-------- DATA EXTRACTS

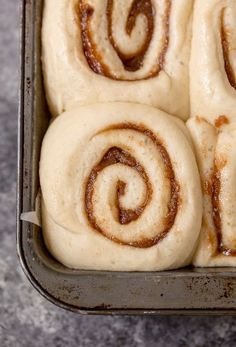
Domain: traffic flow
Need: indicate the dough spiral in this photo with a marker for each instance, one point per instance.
(216, 153)
(117, 51)
(213, 125)
(135, 51)
(121, 187)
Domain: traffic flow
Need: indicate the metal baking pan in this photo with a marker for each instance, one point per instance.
(185, 291)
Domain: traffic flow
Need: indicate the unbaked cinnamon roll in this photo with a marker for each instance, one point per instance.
(117, 50)
(213, 127)
(213, 60)
(121, 189)
(216, 154)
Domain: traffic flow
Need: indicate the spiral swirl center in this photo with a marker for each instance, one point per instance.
(115, 155)
(104, 49)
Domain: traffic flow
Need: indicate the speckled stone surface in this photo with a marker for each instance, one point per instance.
(27, 319)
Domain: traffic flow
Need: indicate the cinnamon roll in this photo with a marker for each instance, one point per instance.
(213, 127)
(121, 189)
(213, 60)
(216, 154)
(117, 50)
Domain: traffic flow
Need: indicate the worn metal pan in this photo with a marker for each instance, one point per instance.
(185, 291)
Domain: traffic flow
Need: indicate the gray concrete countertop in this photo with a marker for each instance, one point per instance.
(27, 319)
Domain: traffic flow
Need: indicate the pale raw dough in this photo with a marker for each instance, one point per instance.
(74, 144)
(213, 126)
(215, 147)
(211, 93)
(70, 81)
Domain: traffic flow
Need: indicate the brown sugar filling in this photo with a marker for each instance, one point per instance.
(125, 216)
(216, 209)
(226, 50)
(131, 62)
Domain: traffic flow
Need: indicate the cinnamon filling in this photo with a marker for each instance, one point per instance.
(216, 210)
(220, 121)
(125, 216)
(226, 52)
(131, 62)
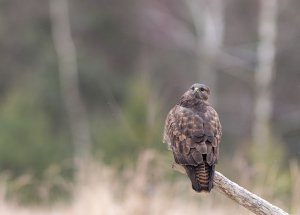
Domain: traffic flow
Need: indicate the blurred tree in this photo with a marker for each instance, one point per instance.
(67, 63)
(265, 72)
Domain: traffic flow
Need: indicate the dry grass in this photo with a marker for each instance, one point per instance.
(141, 190)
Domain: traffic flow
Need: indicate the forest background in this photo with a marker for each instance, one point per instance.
(85, 87)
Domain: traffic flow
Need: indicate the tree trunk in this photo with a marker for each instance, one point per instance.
(265, 71)
(68, 77)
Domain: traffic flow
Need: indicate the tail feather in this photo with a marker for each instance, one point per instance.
(201, 176)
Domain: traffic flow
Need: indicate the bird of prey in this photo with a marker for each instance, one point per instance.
(193, 132)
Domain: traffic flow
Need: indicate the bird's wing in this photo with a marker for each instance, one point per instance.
(191, 135)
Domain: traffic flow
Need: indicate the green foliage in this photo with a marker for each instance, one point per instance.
(135, 125)
(36, 159)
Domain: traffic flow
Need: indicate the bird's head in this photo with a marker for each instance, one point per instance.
(195, 94)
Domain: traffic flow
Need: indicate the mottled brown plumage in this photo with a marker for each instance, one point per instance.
(193, 132)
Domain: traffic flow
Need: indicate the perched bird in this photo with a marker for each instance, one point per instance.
(193, 132)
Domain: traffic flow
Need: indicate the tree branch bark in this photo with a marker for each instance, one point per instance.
(240, 195)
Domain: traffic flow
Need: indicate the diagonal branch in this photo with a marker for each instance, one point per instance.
(240, 195)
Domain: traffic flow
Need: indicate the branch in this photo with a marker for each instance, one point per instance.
(240, 195)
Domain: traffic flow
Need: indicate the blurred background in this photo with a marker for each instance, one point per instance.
(85, 87)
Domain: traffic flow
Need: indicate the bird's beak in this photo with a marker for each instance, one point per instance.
(197, 92)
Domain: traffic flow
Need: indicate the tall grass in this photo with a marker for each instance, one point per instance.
(143, 189)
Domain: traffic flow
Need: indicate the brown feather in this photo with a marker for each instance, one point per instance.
(193, 133)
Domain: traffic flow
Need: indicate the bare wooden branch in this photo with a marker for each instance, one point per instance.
(240, 195)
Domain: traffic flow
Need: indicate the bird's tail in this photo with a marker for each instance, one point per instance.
(201, 176)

----------------

### INSTRUCTIONS FOR THE TASK
All the lines above must be written out exactly, without a single picture.

### TASK SOLUTION
Domain: traffic flow
Need: indicate the dough spiral in this photo with a marker for each instance, one point per instance.
(216, 153)
(117, 51)
(213, 125)
(135, 51)
(121, 187)
Domain: traffic flow
Need: indicate the metal baking pan in this photo with a marker for each instance, one point per instance.
(185, 291)
Domain: traffic flow
Need: indicate the unbaked cinnamon roll in this photo with a marker for each instance, one point per instance.
(117, 50)
(213, 127)
(213, 60)
(121, 189)
(216, 154)
Domain: traffic flow
Need: indicate the spiral swirl center in this photo with a marker for each instance, one point per instance.
(115, 155)
(104, 49)
Domain: traffic flow
Need: indicate the speckled stone surface in this photo with a marker for each instance, one point per instance.
(27, 319)
Domain: traffic flow
Need: indicate the cinnamon roll in this photo with a marker for each instance, one point per instance.
(213, 127)
(121, 189)
(213, 60)
(216, 154)
(117, 50)
Domain: traffic flow
Need: indicate the worn metal pan in this photo with a marker for each instance, one point per instance.
(185, 291)
Domain: traffic flow
Need: indicate the gray concrete countertop in this photo with a marker for each instance, one point per instance.
(27, 319)
Domain: traffic flow
Need: indicate the pale raw dough in this photo with a marker for each instance, one point per instance.
(74, 144)
(213, 126)
(215, 147)
(211, 93)
(70, 81)
Domain: traffic flow
Need: indicate the brown sugar filling in this photo with a marker for each instance, one point per instance.
(125, 216)
(216, 209)
(226, 50)
(131, 62)
Domain: traffic flow
Need: indicate the cinnamon filling in this photo with a marker for each instance, one point per instance.
(216, 210)
(220, 121)
(125, 216)
(226, 52)
(131, 62)
Domain: traffic flow
Need: indicate the blurred tree in this photo with a marker for each instance, one point per instance.
(67, 63)
(265, 72)
Domain: traffic flow
Need: indicate the dry grass in this photo with a marker for each instance, one point per instance.
(141, 190)
Domain: traffic flow
Need: indicate the forest background in this photo with a marker for each instance, one point per instance.
(85, 87)
Domain: traffic flow
Need: indicate the tree trunk in this photo with a marker for each instance, one point per instance.
(265, 71)
(68, 77)
Domain: traffic flow
Need: indicate the tail feather in this photo with a marker for each instance, one point per instance.
(201, 176)
Domain: traffic flow
Need: indicate the bird of prey in this photo with a marker for each instance, one point per instance.
(193, 132)
Domain: traffic flow
Need: indicate the bird's wing in this photo with a marker for each instance, one point per instance.
(191, 135)
Domain: traffic flow
Need: indicate the green foliage in this photo with a marker for each instance, one point per instance.
(135, 125)
(36, 159)
Domain: traffic flow
Need: indicate the bird's head in this photo with a marker for each instance, one point per instance.
(195, 94)
Domain: traffic flow
Need: indicate the mottled brown plumage in this photo with a marker for each instance, one point per instance.
(193, 132)
Domain: traffic flow
Need: indicate the perched bird in this photo with a marker for each instance, one point per instance.
(193, 132)
Domain: traffic flow
Need: indicate the tree branch bark in this photo with a marker for each instance, one point per instance.
(240, 195)
Domain: traffic flow
Need: indicate the diagonal branch in this photo with a marker for each instance, one point per instance.
(240, 195)
Domain: traffic flow
Need: indicate the branch in this photo with a marker for each instance, one point per instance.
(240, 195)
Domain: traffic flow
Need: indicate the blurred background in this photo with a marker for each instance, one point per instance.
(85, 87)
Domain: traffic flow
Need: indicate the bird's beak in this photo with a marker for each instance, one point per instance.
(197, 92)
Domain: traffic flow
Need: indicate the tall grass in this photo with a marker for each instance, one point per instance.
(143, 189)
Domain: traffic flow
Need: indicate the brown feather in this photo with a marker for each instance, one point per instance.
(193, 133)
Domain: traffic flow
Need: indicate the bare wooden branch in this photo with a marker for each instance, one point per instance.
(240, 195)
Domain: traffic flow
Need: indicate the bird's tail in this photo with a marker for each instance, one point per instance.
(201, 176)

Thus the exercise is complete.